___ SUPPLIED MATERIAL

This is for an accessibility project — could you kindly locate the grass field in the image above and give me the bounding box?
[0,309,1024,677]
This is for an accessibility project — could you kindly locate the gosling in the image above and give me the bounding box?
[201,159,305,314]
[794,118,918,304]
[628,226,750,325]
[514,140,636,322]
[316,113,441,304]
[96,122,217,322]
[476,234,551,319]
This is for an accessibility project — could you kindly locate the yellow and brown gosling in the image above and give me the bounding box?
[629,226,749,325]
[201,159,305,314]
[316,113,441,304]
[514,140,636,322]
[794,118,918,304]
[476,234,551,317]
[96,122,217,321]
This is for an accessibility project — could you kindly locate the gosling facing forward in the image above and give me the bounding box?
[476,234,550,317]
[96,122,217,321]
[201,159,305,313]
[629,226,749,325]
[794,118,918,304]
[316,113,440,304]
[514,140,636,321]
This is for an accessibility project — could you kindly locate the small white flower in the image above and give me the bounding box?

______

→ PROBLEM: Write out every row again, requests included, and raise each bounding box coordinate in the answers by 27.

→ EXERCISE RESPONSE:
This is for an accessibility project — could you kindly locate the grass field in the image above and give me the bounding box?
[27,336,1051,704]
This is for an accessibility project — could you kindly locate the gosling in the image above and give me the bounding box?
[228,186,332,341]
[821,145,945,331]
[655,253,777,352]
[541,167,663,349]
[343,140,468,331]
[123,149,244,349]
[503,261,578,346]
This is for an accessibility project — could you kindly locate the yellow and brown gosling in the image above and give me the bounding box?
[656,253,776,352]
[228,186,332,341]
[343,140,468,331]
[541,167,663,349]
[821,145,945,331]
[503,261,578,344]
[123,149,244,348]
This is for an accessibility project — could you kindly locate the gosling facing forward in the image above and give me the bounding box?
[503,261,577,344]
[123,149,244,348]
[228,186,332,340]
[656,253,776,352]
[821,145,945,331]
[343,140,467,331]
[541,167,663,348]
This is for an accessibility project — could you kindly locate the small white flower in the image above and give me the bounding box?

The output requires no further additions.